TASK ITEM
Please repeat the records exactly from their first line, finishing at the line containing "Target: small dome" and including it.

EXTRACTED RECORDS
::::::::::

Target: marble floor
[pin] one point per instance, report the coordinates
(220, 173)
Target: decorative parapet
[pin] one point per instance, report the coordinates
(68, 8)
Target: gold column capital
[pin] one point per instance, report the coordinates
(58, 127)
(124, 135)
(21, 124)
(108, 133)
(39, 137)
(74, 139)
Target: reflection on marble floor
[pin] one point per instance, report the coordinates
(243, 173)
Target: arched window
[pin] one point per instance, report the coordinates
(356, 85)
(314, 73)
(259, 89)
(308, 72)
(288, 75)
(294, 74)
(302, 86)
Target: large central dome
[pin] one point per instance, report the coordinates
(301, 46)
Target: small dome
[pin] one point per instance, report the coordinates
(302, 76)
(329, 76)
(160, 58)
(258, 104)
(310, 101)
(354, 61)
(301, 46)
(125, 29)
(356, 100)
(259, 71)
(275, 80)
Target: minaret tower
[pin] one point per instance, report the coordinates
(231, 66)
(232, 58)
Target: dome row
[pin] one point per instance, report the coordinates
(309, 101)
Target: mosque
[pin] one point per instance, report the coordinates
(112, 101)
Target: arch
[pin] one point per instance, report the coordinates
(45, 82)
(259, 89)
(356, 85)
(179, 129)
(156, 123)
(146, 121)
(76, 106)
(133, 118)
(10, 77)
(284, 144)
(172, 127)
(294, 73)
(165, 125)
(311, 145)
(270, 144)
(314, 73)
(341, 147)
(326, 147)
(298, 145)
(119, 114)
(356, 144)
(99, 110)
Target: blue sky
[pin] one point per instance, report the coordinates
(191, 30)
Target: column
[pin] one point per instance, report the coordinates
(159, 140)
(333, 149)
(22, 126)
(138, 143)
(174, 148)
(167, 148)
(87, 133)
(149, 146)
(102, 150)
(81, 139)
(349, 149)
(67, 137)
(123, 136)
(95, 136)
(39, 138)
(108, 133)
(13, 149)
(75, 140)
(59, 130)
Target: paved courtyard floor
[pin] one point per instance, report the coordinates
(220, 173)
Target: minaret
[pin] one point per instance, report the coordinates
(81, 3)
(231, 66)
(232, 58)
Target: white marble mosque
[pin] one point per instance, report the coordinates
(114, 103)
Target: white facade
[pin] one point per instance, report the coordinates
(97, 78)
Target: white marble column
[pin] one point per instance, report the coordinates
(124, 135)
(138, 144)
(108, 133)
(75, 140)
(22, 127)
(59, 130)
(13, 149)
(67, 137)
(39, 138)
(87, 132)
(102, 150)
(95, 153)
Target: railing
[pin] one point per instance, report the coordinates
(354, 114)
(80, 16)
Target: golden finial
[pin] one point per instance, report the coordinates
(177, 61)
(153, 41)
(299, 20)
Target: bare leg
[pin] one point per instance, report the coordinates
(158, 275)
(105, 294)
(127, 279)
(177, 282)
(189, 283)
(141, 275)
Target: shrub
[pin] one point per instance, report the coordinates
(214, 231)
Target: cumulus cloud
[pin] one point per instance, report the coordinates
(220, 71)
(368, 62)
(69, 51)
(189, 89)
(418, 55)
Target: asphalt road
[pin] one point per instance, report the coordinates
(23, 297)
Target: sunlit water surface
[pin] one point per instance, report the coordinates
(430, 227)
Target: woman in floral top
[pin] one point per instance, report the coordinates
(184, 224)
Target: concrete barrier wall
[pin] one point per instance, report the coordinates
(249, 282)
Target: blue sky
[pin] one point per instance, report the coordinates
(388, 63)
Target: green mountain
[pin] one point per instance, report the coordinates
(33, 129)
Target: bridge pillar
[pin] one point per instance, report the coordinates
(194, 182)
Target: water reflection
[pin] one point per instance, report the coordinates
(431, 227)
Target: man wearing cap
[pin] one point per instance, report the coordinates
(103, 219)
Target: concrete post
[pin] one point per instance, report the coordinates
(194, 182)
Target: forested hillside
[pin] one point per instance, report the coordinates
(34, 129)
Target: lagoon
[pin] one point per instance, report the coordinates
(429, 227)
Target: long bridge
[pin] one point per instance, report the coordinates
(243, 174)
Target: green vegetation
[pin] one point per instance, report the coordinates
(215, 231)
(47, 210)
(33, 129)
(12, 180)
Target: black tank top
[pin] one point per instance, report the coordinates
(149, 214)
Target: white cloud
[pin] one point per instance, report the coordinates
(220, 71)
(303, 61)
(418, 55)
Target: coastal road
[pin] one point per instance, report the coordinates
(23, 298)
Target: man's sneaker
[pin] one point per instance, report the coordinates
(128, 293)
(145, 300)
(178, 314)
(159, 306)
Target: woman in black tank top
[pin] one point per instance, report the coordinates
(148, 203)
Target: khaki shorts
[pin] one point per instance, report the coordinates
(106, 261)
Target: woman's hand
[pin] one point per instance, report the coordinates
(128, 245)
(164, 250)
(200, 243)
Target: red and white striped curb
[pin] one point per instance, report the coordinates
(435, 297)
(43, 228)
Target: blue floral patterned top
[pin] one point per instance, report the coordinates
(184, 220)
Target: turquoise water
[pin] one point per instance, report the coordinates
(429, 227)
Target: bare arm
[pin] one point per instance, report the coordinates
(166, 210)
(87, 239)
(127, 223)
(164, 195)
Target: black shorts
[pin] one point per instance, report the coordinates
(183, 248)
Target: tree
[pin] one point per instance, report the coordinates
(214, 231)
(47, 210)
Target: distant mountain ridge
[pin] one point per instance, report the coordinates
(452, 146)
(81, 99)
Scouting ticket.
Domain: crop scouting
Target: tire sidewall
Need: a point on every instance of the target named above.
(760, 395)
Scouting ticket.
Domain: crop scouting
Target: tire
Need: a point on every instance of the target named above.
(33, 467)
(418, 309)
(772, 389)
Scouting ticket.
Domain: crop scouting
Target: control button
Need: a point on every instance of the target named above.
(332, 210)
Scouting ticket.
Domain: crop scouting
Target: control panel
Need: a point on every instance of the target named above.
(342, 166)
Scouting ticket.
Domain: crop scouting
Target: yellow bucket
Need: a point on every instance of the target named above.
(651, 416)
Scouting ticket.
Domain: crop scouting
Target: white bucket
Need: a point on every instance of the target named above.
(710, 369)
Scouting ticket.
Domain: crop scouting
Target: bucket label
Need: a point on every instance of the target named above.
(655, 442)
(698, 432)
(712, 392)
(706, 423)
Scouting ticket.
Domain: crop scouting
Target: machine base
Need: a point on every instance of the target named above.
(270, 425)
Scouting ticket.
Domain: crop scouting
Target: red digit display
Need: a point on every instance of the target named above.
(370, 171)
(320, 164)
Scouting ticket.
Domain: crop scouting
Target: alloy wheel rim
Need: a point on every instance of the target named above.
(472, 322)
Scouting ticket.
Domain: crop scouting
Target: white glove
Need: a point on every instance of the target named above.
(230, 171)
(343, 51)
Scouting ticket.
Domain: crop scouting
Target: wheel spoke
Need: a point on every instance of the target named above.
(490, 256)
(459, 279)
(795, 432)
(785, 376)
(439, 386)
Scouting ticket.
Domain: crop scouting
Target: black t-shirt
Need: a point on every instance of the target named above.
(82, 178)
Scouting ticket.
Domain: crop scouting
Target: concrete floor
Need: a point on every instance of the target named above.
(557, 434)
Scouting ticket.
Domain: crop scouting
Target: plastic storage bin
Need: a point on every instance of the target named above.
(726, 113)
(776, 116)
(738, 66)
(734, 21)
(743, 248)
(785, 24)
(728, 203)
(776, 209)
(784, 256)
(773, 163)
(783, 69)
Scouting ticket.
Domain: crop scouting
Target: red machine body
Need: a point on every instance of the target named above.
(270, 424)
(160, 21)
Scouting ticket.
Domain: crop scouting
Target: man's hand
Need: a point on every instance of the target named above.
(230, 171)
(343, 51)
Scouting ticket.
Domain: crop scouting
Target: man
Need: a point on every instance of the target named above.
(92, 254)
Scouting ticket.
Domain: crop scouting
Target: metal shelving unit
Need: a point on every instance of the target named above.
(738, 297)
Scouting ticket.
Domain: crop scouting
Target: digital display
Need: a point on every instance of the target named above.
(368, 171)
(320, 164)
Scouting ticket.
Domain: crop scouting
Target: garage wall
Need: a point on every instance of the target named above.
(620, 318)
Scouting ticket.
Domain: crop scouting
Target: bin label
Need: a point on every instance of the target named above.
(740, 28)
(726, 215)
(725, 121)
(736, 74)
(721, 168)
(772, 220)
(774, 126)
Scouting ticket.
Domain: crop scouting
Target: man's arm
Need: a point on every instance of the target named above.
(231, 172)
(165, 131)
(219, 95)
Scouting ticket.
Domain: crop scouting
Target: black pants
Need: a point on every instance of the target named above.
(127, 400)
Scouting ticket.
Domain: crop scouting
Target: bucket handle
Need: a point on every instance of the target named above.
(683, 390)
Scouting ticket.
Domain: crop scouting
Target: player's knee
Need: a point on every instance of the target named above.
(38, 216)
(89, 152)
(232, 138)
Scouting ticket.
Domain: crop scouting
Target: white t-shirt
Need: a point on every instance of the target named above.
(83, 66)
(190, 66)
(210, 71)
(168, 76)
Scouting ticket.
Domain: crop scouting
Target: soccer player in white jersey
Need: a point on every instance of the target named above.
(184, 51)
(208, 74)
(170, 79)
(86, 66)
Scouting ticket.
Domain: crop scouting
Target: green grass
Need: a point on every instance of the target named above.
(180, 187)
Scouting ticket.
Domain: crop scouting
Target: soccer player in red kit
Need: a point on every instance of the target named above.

::::::::::

THE ANSWER
Target: marble floor
[pin] one point per instance, report the coordinates
(220, 173)
Target: decorative parapet
[pin] one point per instance, report the coordinates
(68, 8)
Target: gold column capital
[pin] one point per instance, report the coordinates
(58, 127)
(124, 135)
(21, 124)
(108, 133)
(39, 137)
(74, 139)
Target: reflection on marble floor
[pin] one point per instance, report the coordinates
(243, 173)
Target: arched window
[pin] one point per instance, report the coordinates
(356, 85)
(314, 73)
(259, 89)
(308, 72)
(288, 75)
(294, 74)
(302, 86)
Target: large central dome
[pin] one point per instance, report the coordinates
(301, 46)
Target: small dome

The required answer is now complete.